What you have to do: Please copy each line from the entries that contains the string "rubber".
<<<<
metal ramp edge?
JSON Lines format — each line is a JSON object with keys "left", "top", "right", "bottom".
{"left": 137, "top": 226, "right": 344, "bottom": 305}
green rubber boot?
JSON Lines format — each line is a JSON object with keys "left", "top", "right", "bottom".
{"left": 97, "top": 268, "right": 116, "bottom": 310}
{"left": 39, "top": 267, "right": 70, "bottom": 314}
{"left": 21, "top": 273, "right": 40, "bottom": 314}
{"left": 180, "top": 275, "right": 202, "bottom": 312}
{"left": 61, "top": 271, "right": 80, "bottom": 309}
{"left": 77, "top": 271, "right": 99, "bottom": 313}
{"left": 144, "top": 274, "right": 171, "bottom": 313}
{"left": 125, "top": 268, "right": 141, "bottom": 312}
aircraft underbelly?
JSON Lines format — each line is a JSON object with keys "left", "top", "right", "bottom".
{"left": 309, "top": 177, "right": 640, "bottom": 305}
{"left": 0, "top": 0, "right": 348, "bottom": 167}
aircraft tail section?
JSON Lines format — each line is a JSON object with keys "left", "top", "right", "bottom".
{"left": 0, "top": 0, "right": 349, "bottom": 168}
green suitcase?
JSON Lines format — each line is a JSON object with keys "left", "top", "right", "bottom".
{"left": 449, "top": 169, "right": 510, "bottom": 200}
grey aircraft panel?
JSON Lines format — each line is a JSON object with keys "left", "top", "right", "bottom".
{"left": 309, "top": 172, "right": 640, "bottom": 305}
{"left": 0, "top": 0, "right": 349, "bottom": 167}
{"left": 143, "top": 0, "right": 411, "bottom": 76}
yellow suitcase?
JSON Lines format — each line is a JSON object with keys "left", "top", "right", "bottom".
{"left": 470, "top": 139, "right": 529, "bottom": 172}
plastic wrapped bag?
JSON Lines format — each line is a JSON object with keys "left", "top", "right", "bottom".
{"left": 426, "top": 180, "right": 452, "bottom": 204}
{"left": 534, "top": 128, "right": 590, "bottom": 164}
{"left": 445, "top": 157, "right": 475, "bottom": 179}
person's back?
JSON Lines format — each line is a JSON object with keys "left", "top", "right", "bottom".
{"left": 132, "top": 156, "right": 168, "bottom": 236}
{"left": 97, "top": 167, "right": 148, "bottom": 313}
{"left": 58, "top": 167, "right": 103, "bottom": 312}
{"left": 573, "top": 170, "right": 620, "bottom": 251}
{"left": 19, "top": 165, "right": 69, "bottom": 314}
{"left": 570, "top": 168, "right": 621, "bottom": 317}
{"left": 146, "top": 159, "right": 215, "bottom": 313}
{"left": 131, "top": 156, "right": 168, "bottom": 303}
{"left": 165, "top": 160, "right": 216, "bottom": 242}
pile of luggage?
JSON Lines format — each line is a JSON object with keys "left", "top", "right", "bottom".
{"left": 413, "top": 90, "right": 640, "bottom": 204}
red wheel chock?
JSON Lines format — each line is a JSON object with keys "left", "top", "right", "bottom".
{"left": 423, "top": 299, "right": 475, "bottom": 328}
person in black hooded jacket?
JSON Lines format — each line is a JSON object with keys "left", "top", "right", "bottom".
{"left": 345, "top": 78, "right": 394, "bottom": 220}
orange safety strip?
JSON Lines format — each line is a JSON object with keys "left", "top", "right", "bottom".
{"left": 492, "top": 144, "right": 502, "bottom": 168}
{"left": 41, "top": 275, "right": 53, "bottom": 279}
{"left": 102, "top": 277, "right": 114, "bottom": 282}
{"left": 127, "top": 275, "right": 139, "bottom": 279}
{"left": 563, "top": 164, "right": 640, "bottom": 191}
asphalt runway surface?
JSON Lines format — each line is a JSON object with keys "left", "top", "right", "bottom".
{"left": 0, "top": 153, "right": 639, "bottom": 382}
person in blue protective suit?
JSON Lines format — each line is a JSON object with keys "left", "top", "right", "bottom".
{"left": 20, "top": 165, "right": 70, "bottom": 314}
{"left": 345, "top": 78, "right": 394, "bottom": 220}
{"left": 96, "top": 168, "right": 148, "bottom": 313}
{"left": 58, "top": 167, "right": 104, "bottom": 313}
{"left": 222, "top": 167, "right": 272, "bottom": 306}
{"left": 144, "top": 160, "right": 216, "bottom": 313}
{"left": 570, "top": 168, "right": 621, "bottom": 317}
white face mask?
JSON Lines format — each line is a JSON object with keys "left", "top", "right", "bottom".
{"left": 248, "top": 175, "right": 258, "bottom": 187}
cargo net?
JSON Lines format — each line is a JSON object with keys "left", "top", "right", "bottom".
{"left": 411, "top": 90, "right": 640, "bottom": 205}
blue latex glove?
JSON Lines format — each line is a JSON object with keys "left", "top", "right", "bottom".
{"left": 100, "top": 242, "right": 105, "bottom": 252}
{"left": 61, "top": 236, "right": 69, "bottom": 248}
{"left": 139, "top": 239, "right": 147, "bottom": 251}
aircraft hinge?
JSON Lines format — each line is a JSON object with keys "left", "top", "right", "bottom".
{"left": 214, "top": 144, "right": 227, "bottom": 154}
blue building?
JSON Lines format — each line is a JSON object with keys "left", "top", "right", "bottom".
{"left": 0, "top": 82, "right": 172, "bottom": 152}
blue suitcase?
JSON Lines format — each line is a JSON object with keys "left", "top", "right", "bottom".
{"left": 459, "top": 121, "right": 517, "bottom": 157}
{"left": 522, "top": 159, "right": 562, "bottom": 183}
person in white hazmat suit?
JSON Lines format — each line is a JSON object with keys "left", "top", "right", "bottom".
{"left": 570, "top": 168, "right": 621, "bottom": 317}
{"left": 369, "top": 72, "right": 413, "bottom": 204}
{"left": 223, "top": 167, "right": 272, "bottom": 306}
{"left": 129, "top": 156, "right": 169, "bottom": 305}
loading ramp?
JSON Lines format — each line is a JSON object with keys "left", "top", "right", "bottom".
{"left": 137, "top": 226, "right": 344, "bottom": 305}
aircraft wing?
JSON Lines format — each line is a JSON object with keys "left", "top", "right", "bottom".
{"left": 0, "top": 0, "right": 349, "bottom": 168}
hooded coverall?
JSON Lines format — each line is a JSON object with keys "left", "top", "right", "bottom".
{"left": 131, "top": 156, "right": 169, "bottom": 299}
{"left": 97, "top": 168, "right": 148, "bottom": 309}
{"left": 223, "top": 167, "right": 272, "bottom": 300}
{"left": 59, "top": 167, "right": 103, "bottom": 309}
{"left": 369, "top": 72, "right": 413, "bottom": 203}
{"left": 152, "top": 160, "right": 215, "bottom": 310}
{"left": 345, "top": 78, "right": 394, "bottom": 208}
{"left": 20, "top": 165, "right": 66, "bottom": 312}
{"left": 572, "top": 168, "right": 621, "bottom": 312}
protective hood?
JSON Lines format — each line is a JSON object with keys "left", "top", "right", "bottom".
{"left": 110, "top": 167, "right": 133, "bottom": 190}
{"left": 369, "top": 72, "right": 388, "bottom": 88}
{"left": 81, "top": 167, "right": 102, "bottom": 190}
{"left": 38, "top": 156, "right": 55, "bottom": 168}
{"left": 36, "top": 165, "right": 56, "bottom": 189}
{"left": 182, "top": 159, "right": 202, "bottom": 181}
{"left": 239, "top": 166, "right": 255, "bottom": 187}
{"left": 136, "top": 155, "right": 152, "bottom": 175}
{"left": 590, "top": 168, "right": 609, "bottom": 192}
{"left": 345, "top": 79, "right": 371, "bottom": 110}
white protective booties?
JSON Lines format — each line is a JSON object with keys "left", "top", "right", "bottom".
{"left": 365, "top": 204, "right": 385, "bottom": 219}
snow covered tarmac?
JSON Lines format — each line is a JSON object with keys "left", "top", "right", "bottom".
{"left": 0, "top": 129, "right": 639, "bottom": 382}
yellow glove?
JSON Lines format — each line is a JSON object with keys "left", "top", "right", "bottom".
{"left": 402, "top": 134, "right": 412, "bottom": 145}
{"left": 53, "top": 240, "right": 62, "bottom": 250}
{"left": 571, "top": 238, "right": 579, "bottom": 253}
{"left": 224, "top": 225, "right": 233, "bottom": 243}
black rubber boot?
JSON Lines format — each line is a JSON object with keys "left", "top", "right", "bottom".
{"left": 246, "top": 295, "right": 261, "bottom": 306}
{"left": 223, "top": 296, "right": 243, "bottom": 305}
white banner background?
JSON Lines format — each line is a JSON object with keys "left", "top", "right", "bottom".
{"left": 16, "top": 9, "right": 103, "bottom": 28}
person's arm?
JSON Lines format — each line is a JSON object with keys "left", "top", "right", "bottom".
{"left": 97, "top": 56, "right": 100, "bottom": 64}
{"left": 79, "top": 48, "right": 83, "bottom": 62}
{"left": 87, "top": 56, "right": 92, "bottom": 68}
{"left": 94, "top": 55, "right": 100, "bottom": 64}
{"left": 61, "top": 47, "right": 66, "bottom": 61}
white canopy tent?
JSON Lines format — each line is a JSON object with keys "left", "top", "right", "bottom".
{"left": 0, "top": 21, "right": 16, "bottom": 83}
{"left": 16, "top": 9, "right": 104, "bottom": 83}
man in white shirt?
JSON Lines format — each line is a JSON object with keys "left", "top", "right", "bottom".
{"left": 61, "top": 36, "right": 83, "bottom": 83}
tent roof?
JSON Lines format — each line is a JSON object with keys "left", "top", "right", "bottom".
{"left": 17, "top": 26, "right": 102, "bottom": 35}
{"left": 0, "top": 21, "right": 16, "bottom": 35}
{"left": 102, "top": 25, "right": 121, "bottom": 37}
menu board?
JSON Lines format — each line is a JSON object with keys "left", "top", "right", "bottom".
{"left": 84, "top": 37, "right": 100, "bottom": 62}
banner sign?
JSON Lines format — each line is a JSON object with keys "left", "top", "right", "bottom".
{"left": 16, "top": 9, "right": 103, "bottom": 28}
>>>>
Your solution:
green rubber boot?
black rubber boot?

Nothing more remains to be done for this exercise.